***** Excerpt provided

When the lockdown orders came down last March, Mission Local reported that lovers were in crisis. Some said their roommates prohibited them from having their partners spend the night. Others were unsure how to advance their romantic lives while limiting Covid-19 transmission. Some needed casual sex and could not get it anymore.
But, following up with some of them a year later, it’s clear that love has found a way.
Abigail, a 35-year-old career coach, told us in last March that she moved in with a man who she had only been dating for six weeks — and it could have been a disaster. But a year later?
“I could see myself in a marriage with Michael, and possibly having a family with him,” she said. “It’s a conversation we’ve had together.”
The pandemic helped: She and Michael could get to know each other on a deeper level without the “distractions” of city life. Going out with friends — which would ordinarily take precedence over a new boyfriend — became out of the question.
“It allowed us to ground ourselves in the relationship, get to know each other and what we appreciate about each other,” Abigail said. “It was kind of a fast-forward experience we had over the last 11 months or so.”
As lockdown orders swept major cities across the country last spring, so too did tales of “turbo relationships,” in which couples like Abi and Michael decided to fast-track a major relationship milestone: moving in together (and all the tests that come with that). The stories are so common that they have become a 2020 trope: Even this reporter moved in with his significant other earlier than he would have ordinarily. (And, yes, it’s going great.)
But not everyone would describe their experience as “accelerated.”
“Erin,” a San Francisco resident we interviewed in March, said that rather than speeding up the dating process, pandemic life actually dialed down the heat in the initial phases of dating.
“I love the pace of dating in the pandemic, because it slows things down,” she said.
Erin was the first to admit she “changed her tune” about first-date phone calls and distanced walks, which she initially thought could be “kind of awkward.” Now, she prefers it. She hopes a slower style of dating will become normal after the pandemic ends, but she’s afraid that it won’t, as “I won’t have an excuse to move slow.”
The pandemic has also prompted some to look inward. “Jeremy,” a tech worker who said in March he was “actively seeing or hooking up with” 10 different people before the lockdown orders, has gone steady (more or less) with one partner.

**********
***** Information provided

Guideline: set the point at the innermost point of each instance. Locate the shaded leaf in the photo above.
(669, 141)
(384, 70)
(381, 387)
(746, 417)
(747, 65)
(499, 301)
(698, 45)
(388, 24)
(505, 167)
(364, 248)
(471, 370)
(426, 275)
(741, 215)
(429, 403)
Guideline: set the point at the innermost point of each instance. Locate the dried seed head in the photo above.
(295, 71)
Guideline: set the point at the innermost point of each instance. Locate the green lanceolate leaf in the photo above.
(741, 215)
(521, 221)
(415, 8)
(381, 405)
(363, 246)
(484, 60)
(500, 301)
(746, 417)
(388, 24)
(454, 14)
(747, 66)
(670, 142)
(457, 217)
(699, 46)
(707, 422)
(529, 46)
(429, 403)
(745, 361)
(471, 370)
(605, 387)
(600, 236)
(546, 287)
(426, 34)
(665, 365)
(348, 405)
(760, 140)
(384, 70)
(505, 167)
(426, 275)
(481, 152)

**********

- [Try it] Continue the piece on pandemic dating from where it stops.

- [Final answer]
He “patched things up” with a woman he had been seeing on and off for several years. And in late September they traveled to New Jersey, then Montana, and now Colorado. “I think I’ve gotten a lot closer to her,” he said, though he still sounded conflicted.
“On the one hand, I care for her a lot,” he said. On the other hand, his natural “inclination” is a life of promiscuity, and he still “passively” checks his dating apps, something he said “might be really stupid.”
“I’m still processing it,” he said, explaining that it’s unclear whether he’ll go back to serial dating when life returns to normal.
For Joe, a Mission District resident we first interviewed last March, the pandemic meant the end of one relationship and the beginning of another. His living situation had prevented him from seeing his girlfriend, and a breakdown in communication followed.
“While it kind of accelerated people’s relationship’s in a good way, it accelerated ours toward the end,” he said, noting “the pandemic added obstacles to things that were already tenuous” about their monthslong bond.
But it wasn’t long before he found someone new. The first few dates were a little awkward, he said — four of the same: getting beers and talking at Dolores Park. The rules were different: there was no “physical flirting” — subtle touches that test the waters. Instead, after the fourth date, there was a “conversation” to “get on the same page.”
And then, boom: “The first time I touched her, we were having sex.”
Since then, he said, she mostly comes over to his house to hang out in his room and, more or less, “Netflix and Chill.”
He added: “This is what dating looks like now.”